§ **What you are asked to do**
Your answer is the listing, printed exactly as given.

§ **Listed records**
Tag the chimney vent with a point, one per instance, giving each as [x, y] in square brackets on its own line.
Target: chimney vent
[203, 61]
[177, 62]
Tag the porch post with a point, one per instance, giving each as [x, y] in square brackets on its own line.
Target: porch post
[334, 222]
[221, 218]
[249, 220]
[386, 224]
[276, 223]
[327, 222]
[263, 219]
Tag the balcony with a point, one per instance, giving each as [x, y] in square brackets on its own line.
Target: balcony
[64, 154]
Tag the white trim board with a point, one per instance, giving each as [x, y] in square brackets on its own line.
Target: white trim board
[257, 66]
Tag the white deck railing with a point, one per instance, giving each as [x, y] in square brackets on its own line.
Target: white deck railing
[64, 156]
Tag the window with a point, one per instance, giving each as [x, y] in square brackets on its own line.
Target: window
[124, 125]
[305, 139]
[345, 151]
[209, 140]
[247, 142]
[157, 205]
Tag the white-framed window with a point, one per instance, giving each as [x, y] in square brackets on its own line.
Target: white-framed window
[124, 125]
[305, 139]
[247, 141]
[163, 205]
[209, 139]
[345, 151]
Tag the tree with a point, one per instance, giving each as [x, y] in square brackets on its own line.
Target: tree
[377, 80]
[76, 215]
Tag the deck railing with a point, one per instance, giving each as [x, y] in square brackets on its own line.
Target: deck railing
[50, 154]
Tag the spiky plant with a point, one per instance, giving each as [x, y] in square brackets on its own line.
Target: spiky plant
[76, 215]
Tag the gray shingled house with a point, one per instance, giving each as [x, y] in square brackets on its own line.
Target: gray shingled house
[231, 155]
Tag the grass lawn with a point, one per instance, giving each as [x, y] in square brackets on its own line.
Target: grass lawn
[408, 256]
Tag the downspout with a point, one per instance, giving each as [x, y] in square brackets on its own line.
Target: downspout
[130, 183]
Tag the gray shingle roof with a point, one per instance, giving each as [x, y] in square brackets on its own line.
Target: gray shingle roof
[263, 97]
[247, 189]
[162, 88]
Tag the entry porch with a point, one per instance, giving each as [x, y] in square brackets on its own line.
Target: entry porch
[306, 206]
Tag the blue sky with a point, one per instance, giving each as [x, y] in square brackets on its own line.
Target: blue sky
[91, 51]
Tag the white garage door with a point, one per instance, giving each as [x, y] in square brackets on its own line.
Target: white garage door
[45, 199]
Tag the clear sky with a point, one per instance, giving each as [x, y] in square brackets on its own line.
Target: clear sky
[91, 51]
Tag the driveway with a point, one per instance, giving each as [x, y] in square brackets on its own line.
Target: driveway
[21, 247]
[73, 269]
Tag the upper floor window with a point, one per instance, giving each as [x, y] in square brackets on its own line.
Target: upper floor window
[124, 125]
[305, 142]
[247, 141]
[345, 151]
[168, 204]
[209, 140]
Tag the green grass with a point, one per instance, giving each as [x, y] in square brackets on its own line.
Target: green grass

§ **Solution below**
Tag the chimney vent with a point, one per instance, giving each as [x, y] in square brackets on its own line.
Target: chimney vent
[203, 61]
[177, 62]
Tag the porch post with a point, one per instance, giving each as [x, y] in square brackets on its own line.
Target: porch post
[334, 222]
[221, 218]
[249, 220]
[386, 224]
[276, 223]
[327, 222]
[263, 219]
Tag the balcony with a point, one per instance, giving each as [x, y] in square brackets on its own line.
Target: balcony
[64, 154]
Tag the white trim board with a point, one per instance, giving each as [x, y] in square brackets on its own line.
Target: white trim board
[257, 66]
Tag the white deck railing with a point, one per instance, giving each as [x, y] in square brackets on its own line.
Target: white deck railing
[64, 156]
Tag the window with a point, one per instance, giving each as [x, y] in square brackets on its own line.
Target: window
[124, 125]
[305, 139]
[345, 151]
[209, 140]
[247, 142]
[157, 205]
Tag the white-framed window with a point, one per instance, giving each as [x, y] in square brackets on its own line.
Target: white-framed window
[124, 125]
[305, 139]
[247, 141]
[163, 205]
[209, 139]
[345, 151]
Tag the tree with a point, one per instance, giving each as [x, y] in square brackets on its own line.
Target: tree
[377, 80]
[76, 215]
Tag the deck railing with a point, one per instance, giving each as [x, y] in square brackets on its own line.
Target: deck railing
[50, 154]
Tag the spiky plant with a point, one per instance, giving each as [x, y] in square brackets on its own line.
Target: spiky plant
[76, 215]
Tag the gray shingled house with a point, one per instance, giving each as [x, y] in square brackets on its own line.
Target: gray shingled house
[231, 155]
Tag the grass lawn with a point, one per instance, giving each as [x, y] in square brackets on its own line.
Target: grass lawn
[408, 256]
Tag the downspout with a point, one per instance, giving each as [x, y] in square brackets on its own line.
Target: downspout
[130, 183]
Tag the gray shingle roof with a point, one per instance, giving each as [x, y] in square brackets on its own line.
Target: gray shingle roof
[263, 97]
[247, 189]
[162, 88]
Tag the entry porch with a point, one per instance, giving each as [x, y] in square brackets on its own line.
Target: entry porch
[306, 206]
Tag the blue sky with a point, one per instance, giving each as [x, y] in square brackets on its own line.
Target: blue sky
[91, 51]
Tag the white garage door with a point, one per instance, giving each as [x, y] in square brackets on its own line.
Target: white garage door
[45, 199]
Tag the clear sky with a point, one per instance, giving each as [x, y] in square brackets on its own line.
Target: clear sky
[91, 51]
Tag the driveway with a point, one per instance, giving each as [x, y] in square brackets on its own line.
Target: driveway
[21, 247]
[73, 269]
Tag the upper floor window with a point, one per instance, giving each as [x, y] in square brackets on its own line.
Target: upper floor window
[124, 125]
[305, 142]
[247, 141]
[345, 151]
[168, 204]
[209, 140]
Tag the green grass with a point, one per instance, giving each as [x, y] in square brackets on its own line.
Target: green grass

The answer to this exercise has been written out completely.